_PASSAGE FOR REVIEW_.
·····
Tri-Valley CAREs
Communities Against a Radioactive Environment
For immediate release: November 16, 2006
Livermore Weapons "Watchdog" To Address International Biological Weapons Convention Review Conference In Geneva
Group's Staff Attorney Will Advise States Parties to the Bio-Weapons Treaty Against Placement of Advanced Bio-warfare Agent Research at Nuclear Weapons Labs
for more information, contact:
Loulena Miles, Staff Attorney, Tri-Valley CAREs, (925) 443-7148
Marylia Kelley, Executive Director, Tri-Valley CAREs (925) 443-7148
Tri-Valley CAREs, the Livermore-based "watchdog" that monitors the Lawrence Livermore National Laboratory, will send its Staff Attorney to the UN Palais de Nations in Geneva, Switzerland to address the States Parties to the Biological and Toxin Weapons Convention (BWC), the international treaty banning bio-weapons that the U.S. signed in 1972.
·····
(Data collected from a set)
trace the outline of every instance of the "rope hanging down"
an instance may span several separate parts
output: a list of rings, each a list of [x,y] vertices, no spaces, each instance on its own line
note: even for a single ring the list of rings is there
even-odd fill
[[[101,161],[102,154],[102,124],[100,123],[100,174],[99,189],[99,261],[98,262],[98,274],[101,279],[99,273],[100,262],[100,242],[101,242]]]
·····
_WORK INSTRUCTIONS_.
[1] List every city and country named in the Tri-Valley CAREs press release.
[2] Continue the Tri-Valley CAREs press release about the Geneva review conference from the point where it stops.

_NUMBERED ANSWERS_.
[1] Livermore, Geneva, Switzerland, U.S.

[2]
The group's Staff Attorney, Loulena Miles, will be in Geneva November 20 through 23 to present formal remarks to the Delegates to Biological and Toxin Weapons Convention five year Review Conference during a special Non-Governmental Organization (NGO) session.
Ms. Miles' speech will focus on the dangers inherent in recent moves by the United States to collocate advanced bio-warfare research within classified nuclear weapons laboratories, including at the Lawrence Livermore National Laboratory main site in Livermore, California and Site 300 in nearby Tracy.
The Tri-Valley CAREs Staff Attorney will call upon all nuclear weapons states to geographically segregate all advanced biological warfare agent research from classified nuclear weapons facilities. This can be effectively accomplished as a voluntary "confidence building measure" to the BWC but action must be taken now, before any such facilities are opened in the U.S., Miles' statement warns.
While in Geneva, Miles will also meet individually with delegates to the Biological and Toxin Weapons Convention and with colleague non-governmental organizations to discuss how to best strengthen the Convention and ensure its continued existence.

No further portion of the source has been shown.